(INPUT FOR THIS TASK)

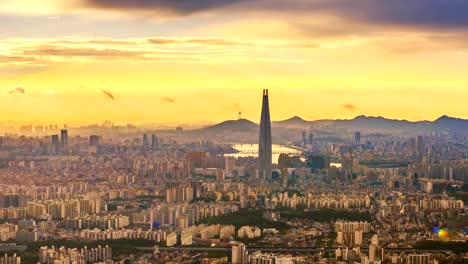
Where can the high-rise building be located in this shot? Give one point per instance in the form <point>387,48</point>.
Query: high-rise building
<point>357,138</point>
<point>145,141</point>
<point>304,139</point>
<point>420,147</point>
<point>239,254</point>
<point>230,165</point>
<point>94,140</point>
<point>311,138</point>
<point>93,144</point>
<point>64,139</point>
<point>154,142</point>
<point>55,144</point>
<point>264,145</point>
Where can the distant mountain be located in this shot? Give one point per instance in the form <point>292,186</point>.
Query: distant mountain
<point>451,124</point>
<point>368,125</point>
<point>293,121</point>
<point>240,125</point>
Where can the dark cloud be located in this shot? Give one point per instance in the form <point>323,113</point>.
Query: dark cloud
<point>17,90</point>
<point>108,94</point>
<point>349,107</point>
<point>198,41</point>
<point>169,99</point>
<point>180,7</point>
<point>50,50</point>
<point>427,13</point>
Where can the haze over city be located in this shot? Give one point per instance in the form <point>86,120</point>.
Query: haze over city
<point>233,131</point>
<point>200,62</point>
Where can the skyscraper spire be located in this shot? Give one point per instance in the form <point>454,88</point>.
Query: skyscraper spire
<point>264,145</point>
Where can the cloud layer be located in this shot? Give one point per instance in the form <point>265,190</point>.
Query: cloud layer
<point>441,13</point>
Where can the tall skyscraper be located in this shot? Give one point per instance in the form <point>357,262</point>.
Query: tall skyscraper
<point>264,145</point>
<point>154,142</point>
<point>357,138</point>
<point>94,140</point>
<point>64,139</point>
<point>145,142</point>
<point>55,144</point>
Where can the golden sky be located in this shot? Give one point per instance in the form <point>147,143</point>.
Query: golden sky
<point>196,61</point>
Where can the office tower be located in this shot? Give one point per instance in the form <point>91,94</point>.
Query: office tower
<point>304,139</point>
<point>55,144</point>
<point>198,159</point>
<point>93,141</point>
<point>154,142</point>
<point>311,138</point>
<point>220,176</point>
<point>419,147</point>
<point>230,165</point>
<point>418,258</point>
<point>357,138</point>
<point>264,146</point>
<point>145,141</point>
<point>239,254</point>
<point>64,139</point>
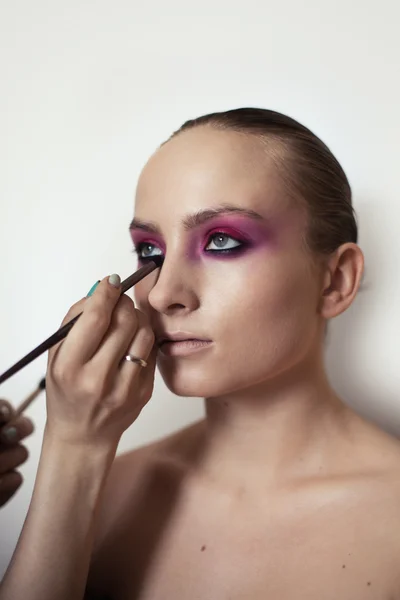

(End INPUT FOR THIS TASK)

## TASK TO CARRY OUT
Among the records above, find the lines where the word "form" appears and copy them.

## ANSWER TO THIS TASK
Where can the high-rise building be located in this shot? Give one point per instance in the form <point>387,48</point>.
Where can the distant mountain be located in this shot? Give one point per instance in the form <point>292,186</point>.
Where can the dark cloud be located in this shot? Give one point per instance in the form <point>323,113</point>.
Where can the haze over city be located in this shot? Give one point per instance in the form <point>86,120</point>.
Where can the skyscraper spire be located in this shot? Give one point per instance in the form <point>454,88</point>.
Where can the cloud layer be located in this shot? Give one point per instance in the form <point>265,190</point>.
Where can the tall skyscraper be located in this shot? Give one point per instance in the form <point>357,262</point>.
Where can the golden sky be located in this shot? Give one point per instance in the form <point>147,143</point>.
Where can the office tower be located in this shot? Give one point per instance in the form <point>91,94</point>.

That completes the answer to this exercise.